EXTRACT:
Content starts

I wasnt sure at first. I was concerned that, though there would be plenty to recount in the early days when the crisis was at its height, this would change as people adjusted to their new lockdown lifestyle. But as I wrote more entries, I found they began to change into something more than a coronavirus diary. Ive lived in Rome for the last eighteen years, and I also lived here in the late 1980s, so Ive grown to know the city and the Romans well. Ive written two novels about the city, When We Were Romans and Pilgrims, and also a non-fiction book, Rome: A History in Seven Sackings, but Id never considered writing about my own experiences in the city. I didnt think anybody would be particularly interested in our lives here. But to connect what Id learned about the city with this extraordinary, anxious moment to reveal the Romans through the prism of the coronavirus crisis that, I felt, would be worth writing.
This book is the result. It covers a short, intense period of time, beginning with the start of the lockdown and ending when it was first eased. I have extended the first entry to recount our lives in the weeks before the lockdown, as the virus spread in northern Italy and began to threaten Rome, but otherwise I have changed the diary entries as little as possible. I wanted them to stay just as they were at the time of writing, unspoiled by hindsight and with any misconceptions preserved intact. A time of plague is not a moment of wise reflection but a time of fear and adrenalin, of rumours and lies, of over-confidence and under-confidence, and this was what I wanted to relay.

Content ends

INSTRUCTIONS FOR THE TASK: Could you carry the introduction to the Rome lockdown diary forward, picking up right after its last sentence?

DATA SUPPLIED:
Content starts

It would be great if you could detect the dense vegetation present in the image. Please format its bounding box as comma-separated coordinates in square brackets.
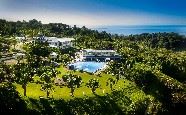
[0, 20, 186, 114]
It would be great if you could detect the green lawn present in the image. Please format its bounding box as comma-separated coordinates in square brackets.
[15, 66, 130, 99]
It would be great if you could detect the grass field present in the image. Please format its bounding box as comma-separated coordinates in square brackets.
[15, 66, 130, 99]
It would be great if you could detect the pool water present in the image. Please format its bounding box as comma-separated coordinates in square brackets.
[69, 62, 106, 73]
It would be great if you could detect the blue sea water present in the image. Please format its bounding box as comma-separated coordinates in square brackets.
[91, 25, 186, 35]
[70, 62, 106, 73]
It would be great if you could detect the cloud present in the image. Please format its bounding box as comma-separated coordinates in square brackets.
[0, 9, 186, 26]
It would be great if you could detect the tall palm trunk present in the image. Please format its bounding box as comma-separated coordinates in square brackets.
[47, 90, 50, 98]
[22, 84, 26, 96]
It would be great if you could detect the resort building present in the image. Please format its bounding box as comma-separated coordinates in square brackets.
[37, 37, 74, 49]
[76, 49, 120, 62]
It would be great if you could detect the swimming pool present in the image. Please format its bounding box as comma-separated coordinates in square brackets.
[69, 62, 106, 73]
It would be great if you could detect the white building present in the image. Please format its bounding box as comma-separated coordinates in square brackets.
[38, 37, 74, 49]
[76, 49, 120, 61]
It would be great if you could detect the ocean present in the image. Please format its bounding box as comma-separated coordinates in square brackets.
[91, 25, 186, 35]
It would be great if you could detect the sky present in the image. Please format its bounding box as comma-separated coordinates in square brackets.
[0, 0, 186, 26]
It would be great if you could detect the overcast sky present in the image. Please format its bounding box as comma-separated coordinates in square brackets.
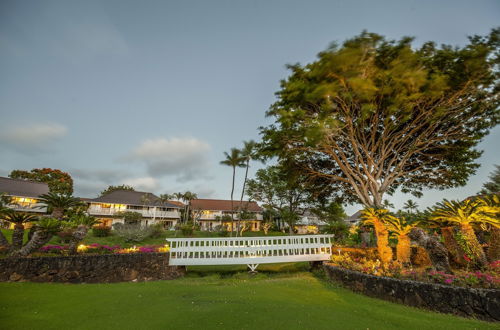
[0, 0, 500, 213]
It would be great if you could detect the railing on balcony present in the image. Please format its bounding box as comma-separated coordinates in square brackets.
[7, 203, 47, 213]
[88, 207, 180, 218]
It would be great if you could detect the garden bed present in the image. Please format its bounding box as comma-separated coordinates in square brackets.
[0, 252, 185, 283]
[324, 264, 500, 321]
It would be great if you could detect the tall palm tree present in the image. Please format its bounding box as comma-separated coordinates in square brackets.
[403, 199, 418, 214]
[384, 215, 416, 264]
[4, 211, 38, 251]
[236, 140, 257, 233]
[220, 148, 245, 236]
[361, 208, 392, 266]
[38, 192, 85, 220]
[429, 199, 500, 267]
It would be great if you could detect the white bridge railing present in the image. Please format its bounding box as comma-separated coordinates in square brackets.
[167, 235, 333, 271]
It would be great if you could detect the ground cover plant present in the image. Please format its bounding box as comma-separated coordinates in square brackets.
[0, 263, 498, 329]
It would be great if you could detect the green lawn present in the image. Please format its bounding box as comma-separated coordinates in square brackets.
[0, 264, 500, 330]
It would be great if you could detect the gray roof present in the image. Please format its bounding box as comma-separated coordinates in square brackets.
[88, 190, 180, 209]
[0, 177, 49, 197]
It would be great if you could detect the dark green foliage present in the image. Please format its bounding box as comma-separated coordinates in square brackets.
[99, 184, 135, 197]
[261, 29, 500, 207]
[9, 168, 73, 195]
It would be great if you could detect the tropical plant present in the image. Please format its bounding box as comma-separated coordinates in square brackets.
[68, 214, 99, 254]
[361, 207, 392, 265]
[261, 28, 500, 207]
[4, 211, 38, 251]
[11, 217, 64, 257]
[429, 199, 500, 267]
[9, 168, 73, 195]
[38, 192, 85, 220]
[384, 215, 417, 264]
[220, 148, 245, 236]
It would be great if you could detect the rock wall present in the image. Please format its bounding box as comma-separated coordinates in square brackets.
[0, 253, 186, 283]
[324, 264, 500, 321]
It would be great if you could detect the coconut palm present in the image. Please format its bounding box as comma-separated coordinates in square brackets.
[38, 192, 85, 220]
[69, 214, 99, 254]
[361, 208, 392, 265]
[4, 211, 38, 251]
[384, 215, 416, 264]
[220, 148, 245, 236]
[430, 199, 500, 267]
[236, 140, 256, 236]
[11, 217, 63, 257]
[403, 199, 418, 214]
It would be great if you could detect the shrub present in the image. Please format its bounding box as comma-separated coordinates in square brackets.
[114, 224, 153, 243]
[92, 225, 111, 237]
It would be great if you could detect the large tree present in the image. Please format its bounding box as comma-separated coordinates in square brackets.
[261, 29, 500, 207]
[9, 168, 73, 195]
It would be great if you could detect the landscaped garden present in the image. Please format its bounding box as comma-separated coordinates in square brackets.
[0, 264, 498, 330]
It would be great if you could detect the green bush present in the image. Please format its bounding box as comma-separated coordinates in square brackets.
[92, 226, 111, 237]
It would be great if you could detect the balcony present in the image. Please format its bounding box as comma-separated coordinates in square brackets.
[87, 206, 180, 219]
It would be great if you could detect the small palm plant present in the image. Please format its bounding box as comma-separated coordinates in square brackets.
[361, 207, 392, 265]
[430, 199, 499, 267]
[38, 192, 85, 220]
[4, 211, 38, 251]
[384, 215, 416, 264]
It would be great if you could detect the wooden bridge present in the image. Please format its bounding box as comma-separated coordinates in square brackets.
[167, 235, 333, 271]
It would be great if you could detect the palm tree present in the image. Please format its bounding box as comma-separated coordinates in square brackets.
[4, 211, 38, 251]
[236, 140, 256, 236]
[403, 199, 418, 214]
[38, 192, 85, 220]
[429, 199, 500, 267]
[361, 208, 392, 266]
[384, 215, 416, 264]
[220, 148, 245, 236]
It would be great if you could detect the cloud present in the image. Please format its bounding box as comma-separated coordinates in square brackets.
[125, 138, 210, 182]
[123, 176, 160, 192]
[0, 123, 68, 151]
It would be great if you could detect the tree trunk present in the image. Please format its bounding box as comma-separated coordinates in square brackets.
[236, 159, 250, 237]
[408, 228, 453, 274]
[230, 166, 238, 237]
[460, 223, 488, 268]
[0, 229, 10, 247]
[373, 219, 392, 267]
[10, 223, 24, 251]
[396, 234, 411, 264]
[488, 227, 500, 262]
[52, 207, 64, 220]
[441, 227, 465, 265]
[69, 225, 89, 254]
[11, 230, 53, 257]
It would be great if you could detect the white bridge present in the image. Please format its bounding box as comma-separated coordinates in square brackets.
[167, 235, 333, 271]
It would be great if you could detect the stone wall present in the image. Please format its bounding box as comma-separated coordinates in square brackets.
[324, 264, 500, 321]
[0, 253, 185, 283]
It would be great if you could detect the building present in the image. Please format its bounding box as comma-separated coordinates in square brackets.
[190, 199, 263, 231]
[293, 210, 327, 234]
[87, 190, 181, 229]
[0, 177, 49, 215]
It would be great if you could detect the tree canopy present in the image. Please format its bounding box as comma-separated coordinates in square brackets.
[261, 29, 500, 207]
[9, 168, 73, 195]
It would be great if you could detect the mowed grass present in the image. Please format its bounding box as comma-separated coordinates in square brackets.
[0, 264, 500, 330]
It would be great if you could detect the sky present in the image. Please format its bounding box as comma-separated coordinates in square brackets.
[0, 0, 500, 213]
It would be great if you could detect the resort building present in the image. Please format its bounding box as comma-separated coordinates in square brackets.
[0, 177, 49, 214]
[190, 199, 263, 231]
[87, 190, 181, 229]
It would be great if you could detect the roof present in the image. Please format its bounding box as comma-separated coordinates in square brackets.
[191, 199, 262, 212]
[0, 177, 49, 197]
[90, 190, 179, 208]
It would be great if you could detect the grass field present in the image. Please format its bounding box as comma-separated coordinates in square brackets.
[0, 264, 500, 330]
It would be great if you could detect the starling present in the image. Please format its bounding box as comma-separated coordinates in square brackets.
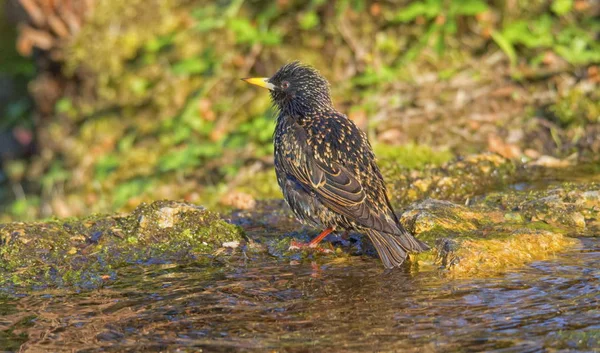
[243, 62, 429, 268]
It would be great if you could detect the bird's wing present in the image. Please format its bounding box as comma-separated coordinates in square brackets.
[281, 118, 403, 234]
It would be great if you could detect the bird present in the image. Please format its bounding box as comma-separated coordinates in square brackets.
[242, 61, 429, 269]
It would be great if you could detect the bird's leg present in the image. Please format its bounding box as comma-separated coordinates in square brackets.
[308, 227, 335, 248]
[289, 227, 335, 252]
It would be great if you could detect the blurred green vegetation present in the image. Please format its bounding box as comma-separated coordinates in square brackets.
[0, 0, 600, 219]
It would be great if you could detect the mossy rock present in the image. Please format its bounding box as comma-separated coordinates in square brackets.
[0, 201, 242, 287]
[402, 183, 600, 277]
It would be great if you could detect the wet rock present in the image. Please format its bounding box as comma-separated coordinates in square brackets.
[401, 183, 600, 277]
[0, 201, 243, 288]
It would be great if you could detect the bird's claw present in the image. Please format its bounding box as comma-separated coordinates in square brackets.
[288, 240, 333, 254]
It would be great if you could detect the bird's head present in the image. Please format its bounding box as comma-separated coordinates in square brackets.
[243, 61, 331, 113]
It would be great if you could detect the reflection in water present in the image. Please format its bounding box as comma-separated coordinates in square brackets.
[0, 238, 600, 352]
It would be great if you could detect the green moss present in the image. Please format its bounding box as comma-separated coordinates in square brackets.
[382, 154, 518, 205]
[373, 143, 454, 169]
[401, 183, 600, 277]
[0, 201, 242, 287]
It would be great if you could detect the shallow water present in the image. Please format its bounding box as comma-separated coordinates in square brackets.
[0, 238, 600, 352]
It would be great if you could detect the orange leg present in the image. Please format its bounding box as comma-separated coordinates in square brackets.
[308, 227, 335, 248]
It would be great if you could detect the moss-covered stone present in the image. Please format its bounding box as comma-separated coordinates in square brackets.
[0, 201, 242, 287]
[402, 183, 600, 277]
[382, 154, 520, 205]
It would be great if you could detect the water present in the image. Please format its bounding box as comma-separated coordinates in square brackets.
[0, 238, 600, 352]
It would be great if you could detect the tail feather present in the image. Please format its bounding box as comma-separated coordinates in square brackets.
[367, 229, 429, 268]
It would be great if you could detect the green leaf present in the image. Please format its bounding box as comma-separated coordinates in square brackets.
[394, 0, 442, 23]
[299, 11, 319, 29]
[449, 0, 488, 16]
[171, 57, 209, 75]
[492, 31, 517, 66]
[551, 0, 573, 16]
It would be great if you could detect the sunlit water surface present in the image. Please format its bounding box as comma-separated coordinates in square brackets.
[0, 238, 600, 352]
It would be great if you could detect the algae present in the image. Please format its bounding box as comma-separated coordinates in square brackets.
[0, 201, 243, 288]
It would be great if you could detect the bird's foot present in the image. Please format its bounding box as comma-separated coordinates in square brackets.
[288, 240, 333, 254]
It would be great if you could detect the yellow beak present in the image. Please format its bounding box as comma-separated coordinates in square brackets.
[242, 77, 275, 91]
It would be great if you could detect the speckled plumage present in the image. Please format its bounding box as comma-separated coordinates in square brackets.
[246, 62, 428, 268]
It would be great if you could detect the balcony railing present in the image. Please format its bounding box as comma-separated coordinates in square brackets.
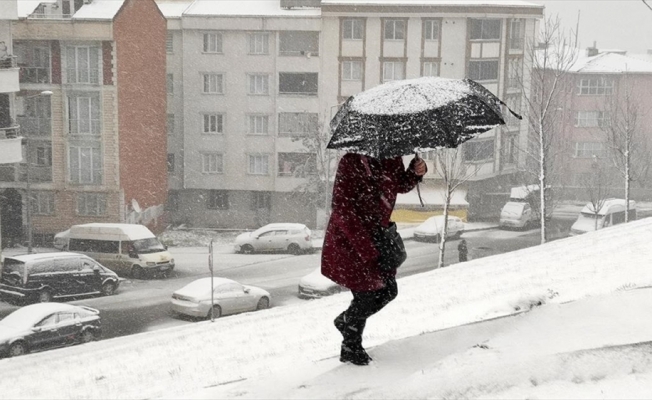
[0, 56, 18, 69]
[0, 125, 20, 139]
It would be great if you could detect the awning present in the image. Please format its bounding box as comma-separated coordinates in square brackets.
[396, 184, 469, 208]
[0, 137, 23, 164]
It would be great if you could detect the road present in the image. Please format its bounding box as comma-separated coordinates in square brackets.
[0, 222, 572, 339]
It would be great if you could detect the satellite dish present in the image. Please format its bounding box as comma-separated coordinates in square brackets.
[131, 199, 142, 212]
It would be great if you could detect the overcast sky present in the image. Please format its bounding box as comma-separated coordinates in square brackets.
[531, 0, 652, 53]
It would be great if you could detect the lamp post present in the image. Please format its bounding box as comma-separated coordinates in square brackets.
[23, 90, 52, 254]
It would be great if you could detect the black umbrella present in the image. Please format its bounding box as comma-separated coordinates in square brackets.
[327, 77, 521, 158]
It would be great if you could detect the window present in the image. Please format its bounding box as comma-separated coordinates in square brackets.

Content ends

RESPONSE TO THE TASK:
A time of plague brings out the worst in people and the best. I have to say that when it came to the Romans a people for whom I have great affection but few illusions it brought out the best.
Rome, May 2020
All locked down
Ring-a-ring o roses,
A pocket full of posies,
Atishoo, atishoo,
Were all locked down.
Im sitting in a cafe and bakery in Testaccio, just a few minutes walk across the river from our home. The cashier has put two flowerpots on the ground in front of her till, so you have to stretch out your arm to pay, and theres black tape on the floor to make it clearer still where you cant stand. A man wearing latex gloves comes to collect empty cups and when I go to get my second coffee, I find the staff assembled behind the cake display, engaged in a very serious-looking meeting. When the lockdown was announced last night, I imagined the Romans would bend the new rules a little, or even be downright rebellious, but no, it seems theyre getting quite into this. People have an air of busy correctness, and a pride, too, in doing their part against the virus.
For the most part I feel were reasonably well prepared. Ive long had a sensitivity, even a slight paranoia, concerning plagues, probably because I owe my existence to one. In 1918 my grandfather, who was a theatre and opera critic in Berlin, married for the first time. He was fifty-one and his bride was nineteen (I make no comment). Within months she was pregnant and shortly afterwards she and her unborn baby were dead. The Spanish Flu, in mirror image to Covid-19, spared the old and was most dangerous for those in young adulthood, and especially pregnant women. Two years later, my grandfather was married again, to one of the bridesmaids from his first wedding, who was also nineteen (again I make no comment) my grandmother.